Using the records below, copy out exactly the line that contains "target | dark brown hair" and every line that follows it, up to and including the last, and no others.

* _TASK INPUTS_:
=======

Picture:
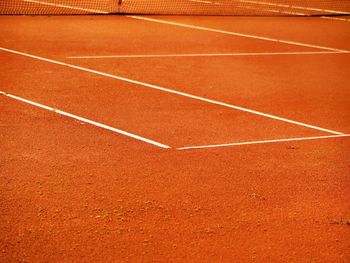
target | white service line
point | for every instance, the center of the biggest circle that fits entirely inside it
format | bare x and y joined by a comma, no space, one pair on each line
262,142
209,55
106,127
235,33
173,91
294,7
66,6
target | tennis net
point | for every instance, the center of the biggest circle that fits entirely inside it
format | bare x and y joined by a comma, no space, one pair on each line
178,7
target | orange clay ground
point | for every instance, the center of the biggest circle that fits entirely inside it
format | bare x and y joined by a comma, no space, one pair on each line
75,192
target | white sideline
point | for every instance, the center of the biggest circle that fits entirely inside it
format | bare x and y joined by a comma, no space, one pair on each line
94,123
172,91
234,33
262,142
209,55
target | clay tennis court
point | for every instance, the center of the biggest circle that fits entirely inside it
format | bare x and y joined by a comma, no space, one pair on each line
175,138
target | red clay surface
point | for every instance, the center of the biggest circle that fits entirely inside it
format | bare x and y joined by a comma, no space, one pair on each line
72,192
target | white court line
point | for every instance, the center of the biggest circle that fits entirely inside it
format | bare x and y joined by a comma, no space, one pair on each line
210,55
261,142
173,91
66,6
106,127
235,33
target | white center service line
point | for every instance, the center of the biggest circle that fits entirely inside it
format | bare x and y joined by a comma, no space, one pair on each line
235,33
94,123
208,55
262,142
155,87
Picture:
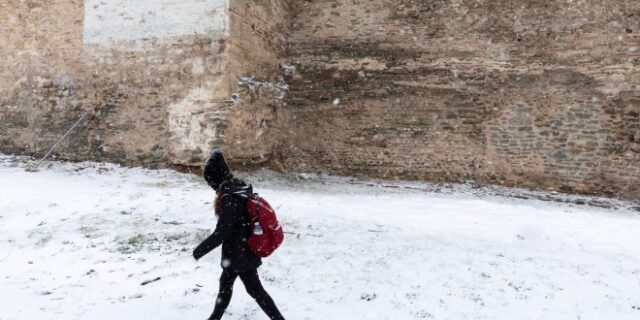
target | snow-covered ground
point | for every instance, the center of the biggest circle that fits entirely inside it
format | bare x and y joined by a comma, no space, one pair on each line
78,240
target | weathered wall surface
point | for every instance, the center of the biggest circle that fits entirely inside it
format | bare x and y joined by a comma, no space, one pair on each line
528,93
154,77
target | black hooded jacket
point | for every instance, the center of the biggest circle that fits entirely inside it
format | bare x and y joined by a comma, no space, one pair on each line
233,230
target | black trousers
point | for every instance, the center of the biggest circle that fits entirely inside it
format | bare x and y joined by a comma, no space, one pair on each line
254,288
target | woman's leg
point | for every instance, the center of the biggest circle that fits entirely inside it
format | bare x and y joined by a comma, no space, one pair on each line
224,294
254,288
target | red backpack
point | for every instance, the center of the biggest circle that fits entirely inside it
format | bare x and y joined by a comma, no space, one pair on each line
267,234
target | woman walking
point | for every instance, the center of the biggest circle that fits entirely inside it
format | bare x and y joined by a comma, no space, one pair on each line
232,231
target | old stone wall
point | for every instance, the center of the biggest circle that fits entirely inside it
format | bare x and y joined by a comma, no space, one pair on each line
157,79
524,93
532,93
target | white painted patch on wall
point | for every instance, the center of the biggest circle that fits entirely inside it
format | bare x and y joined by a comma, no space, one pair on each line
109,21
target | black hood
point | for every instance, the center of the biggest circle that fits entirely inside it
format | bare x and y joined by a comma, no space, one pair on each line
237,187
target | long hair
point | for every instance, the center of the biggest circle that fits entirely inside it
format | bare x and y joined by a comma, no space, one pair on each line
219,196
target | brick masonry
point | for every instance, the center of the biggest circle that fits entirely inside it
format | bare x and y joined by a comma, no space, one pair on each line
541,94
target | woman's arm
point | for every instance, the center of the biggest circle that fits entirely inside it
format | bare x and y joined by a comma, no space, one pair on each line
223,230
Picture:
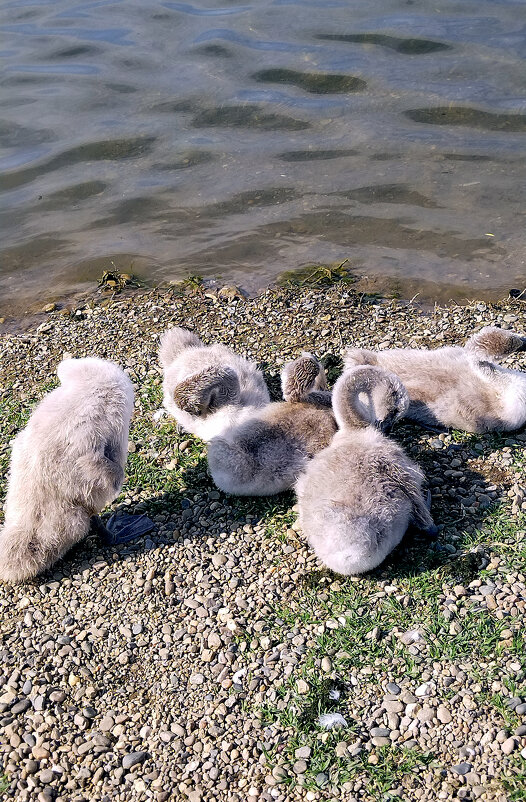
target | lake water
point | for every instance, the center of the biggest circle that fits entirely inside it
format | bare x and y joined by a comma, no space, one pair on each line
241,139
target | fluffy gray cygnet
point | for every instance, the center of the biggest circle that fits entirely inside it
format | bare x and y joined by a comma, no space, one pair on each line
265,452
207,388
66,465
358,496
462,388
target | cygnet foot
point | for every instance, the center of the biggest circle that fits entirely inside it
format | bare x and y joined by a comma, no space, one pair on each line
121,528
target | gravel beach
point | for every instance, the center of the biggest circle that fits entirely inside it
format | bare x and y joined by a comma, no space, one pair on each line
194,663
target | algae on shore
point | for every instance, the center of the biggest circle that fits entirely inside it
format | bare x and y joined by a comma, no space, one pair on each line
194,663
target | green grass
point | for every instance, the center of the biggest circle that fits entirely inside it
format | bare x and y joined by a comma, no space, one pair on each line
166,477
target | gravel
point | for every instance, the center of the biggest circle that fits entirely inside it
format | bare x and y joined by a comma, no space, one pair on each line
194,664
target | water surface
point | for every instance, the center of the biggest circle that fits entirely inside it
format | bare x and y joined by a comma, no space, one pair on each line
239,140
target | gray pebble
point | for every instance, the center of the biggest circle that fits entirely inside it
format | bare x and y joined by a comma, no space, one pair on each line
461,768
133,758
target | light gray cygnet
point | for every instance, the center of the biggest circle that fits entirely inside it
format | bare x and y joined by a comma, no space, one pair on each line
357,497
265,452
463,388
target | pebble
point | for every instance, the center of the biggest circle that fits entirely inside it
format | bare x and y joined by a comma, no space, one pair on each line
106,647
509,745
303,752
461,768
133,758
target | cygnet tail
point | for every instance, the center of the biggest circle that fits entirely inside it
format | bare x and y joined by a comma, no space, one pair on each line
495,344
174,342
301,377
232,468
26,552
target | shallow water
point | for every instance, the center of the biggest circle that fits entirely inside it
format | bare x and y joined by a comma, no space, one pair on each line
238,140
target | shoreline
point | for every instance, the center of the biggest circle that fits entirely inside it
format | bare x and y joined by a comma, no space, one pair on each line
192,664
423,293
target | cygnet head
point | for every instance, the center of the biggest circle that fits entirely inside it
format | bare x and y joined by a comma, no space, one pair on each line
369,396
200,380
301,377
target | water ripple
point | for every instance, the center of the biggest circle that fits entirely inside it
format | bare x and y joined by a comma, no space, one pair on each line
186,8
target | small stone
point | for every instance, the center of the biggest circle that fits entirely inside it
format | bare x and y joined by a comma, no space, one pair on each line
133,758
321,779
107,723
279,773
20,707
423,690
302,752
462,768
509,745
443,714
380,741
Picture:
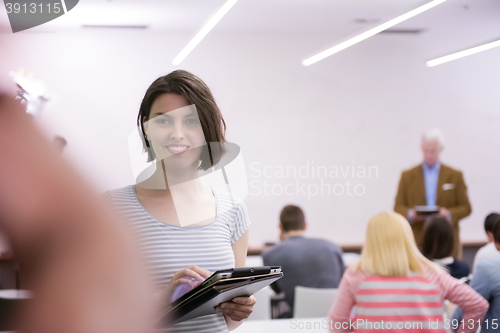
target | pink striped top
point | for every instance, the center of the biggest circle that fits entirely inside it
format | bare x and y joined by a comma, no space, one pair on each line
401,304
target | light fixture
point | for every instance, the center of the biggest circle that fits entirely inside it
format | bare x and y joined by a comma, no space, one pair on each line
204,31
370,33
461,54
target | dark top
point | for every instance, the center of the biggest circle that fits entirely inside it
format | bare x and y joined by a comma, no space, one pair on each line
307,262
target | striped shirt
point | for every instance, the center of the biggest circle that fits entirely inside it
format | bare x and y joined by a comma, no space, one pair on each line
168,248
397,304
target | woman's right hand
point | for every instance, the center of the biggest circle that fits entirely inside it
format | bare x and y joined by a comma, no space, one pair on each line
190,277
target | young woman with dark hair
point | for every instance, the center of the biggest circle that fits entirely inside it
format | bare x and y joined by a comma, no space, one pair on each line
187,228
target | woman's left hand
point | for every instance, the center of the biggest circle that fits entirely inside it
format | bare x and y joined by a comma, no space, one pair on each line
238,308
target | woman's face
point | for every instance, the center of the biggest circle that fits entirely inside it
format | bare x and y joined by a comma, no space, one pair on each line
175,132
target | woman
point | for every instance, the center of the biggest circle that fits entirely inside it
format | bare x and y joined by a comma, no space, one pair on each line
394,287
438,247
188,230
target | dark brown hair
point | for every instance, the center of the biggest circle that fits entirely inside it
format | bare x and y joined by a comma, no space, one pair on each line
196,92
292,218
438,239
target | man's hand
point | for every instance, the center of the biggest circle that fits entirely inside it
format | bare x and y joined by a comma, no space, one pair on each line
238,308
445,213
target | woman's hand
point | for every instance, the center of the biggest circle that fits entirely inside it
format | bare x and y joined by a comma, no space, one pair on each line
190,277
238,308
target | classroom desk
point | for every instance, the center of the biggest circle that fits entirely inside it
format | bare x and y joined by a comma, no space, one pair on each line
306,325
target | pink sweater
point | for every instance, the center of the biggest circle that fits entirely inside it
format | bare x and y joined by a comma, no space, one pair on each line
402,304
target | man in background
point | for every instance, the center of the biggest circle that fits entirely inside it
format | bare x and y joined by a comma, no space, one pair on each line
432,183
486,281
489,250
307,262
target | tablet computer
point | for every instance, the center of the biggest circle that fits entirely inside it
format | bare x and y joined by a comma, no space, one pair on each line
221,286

=======

* _OUTPUT_:
target | dark brown hair
point | for every instance, the center of the biggest circle that fits entirely inside it
format | bare x and y joined by a comma, no space, one pair on each line
196,92
292,218
438,239
target | man's hand
point | for every instance, the center of the biggest circle that fits entirely inside it
format | bare x and y joined by a comma, no space, one pair on each line
238,308
445,213
target | woman's hand
point | for every instance, the center of the biggest circle that fits entirely inside it
format | bare x and y joined by a comma, no space, one pair on each line
190,277
238,308
target | classroom desk
point | for every instance, the center of the biggest circle that fits entirely inside it
format | bare x and y joined by a comma, no space, one pair on each line
306,325
target | pink sweater
point | for every instance, the center of the biggest circle that fits entirely inside it
format | bare x and y joined by a comma, no space, one pair on each line
402,304
target | man in background
point | for every instance, the center of the biggest circle that fits entirely inside it
format | bare x and y joined by a comma, no space, one pair on each line
432,183
486,281
489,250
307,262
target | tablet computer
point | for every instance, the center of the biggest circle that fits entirely inside it
format | bare x and y joined by a comma, no space, one pair on each line
221,286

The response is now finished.